What this task involves ::
Set down, unchanged, the line with "Question. Place a dot on every instance of the driver" and everything after it through the last line of the data.

Source material ::

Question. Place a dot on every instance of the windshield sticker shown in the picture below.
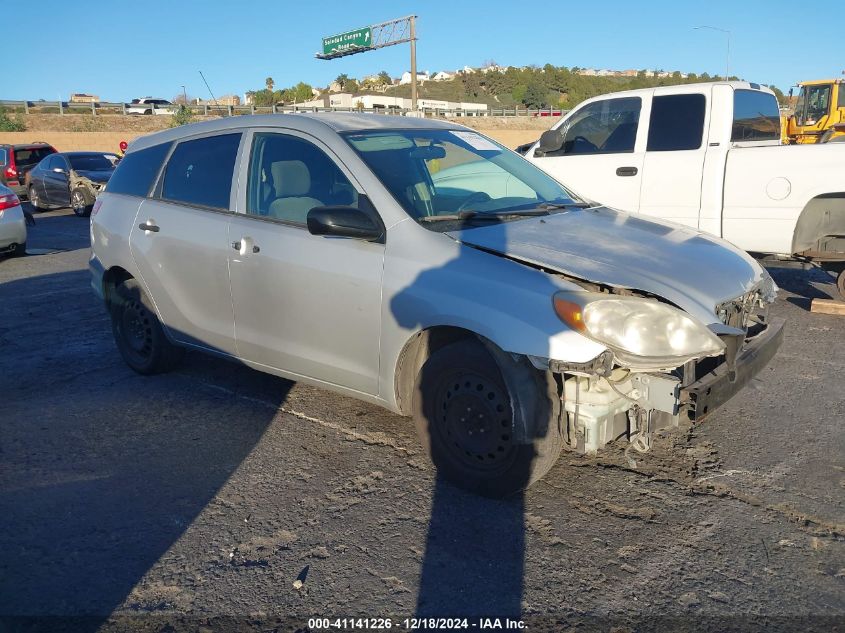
(476, 141)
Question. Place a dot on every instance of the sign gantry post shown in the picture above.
(369, 38)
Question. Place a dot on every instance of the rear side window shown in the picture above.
(200, 171)
(137, 171)
(676, 123)
(756, 116)
(32, 155)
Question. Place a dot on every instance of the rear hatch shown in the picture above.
(28, 157)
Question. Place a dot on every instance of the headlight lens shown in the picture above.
(641, 332)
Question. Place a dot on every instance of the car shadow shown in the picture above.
(102, 470)
(473, 565)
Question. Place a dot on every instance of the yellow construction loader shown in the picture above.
(819, 114)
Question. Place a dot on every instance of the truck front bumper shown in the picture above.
(714, 389)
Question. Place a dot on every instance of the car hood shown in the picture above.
(691, 269)
(99, 175)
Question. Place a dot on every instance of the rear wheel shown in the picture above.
(488, 422)
(138, 333)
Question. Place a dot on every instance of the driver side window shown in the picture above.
(603, 127)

Answer box ::
Question. Place a dot on every instance of the driver side window shown in the picture above.
(603, 127)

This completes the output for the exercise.